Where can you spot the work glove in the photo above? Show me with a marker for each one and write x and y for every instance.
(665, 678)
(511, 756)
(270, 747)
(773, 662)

Short problem:
Retype all of the data above line for line, with no changes.

Reply:
Where can you spot the work glove in the photo above? Show me with a marker for each one and write x and y for every instance.
(665, 678)
(511, 756)
(270, 747)
(773, 662)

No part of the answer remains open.